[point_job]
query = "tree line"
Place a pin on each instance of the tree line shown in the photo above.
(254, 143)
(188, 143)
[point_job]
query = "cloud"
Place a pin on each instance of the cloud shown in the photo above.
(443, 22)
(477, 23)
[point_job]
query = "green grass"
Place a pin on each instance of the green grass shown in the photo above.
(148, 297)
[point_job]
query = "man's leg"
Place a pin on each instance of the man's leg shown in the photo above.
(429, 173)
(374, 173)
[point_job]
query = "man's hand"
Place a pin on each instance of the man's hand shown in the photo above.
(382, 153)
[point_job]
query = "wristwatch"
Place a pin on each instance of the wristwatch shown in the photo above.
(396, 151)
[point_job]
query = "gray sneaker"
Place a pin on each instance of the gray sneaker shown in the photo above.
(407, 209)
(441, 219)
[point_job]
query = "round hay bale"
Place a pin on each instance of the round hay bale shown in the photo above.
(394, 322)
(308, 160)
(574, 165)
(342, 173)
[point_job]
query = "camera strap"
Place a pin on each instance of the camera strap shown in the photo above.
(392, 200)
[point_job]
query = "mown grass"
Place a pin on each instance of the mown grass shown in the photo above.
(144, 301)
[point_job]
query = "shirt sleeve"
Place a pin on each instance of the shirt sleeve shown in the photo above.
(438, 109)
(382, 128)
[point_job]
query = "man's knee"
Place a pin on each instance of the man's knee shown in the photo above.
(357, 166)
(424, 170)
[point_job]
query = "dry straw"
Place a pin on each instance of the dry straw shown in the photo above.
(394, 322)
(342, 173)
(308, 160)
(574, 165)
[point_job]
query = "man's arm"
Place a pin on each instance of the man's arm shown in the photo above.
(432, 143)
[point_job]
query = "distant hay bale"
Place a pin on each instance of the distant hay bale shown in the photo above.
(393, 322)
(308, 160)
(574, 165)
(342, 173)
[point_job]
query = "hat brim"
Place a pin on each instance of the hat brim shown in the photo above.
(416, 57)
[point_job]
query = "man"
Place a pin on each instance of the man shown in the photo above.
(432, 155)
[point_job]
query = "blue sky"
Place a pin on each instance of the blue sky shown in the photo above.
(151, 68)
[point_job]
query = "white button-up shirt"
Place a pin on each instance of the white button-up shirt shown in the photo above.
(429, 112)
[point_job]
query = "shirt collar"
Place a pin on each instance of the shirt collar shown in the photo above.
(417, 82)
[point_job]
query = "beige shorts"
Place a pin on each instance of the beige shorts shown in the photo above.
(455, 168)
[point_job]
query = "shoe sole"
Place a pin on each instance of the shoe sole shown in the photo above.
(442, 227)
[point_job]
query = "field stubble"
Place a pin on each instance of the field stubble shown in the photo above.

_Work order_
Scan the listing and copy every line where the string "field" shows up.

_Reply to the exercise_
query = "field stubble"
Place a pin on each instance of the field stubble shown in the photo above.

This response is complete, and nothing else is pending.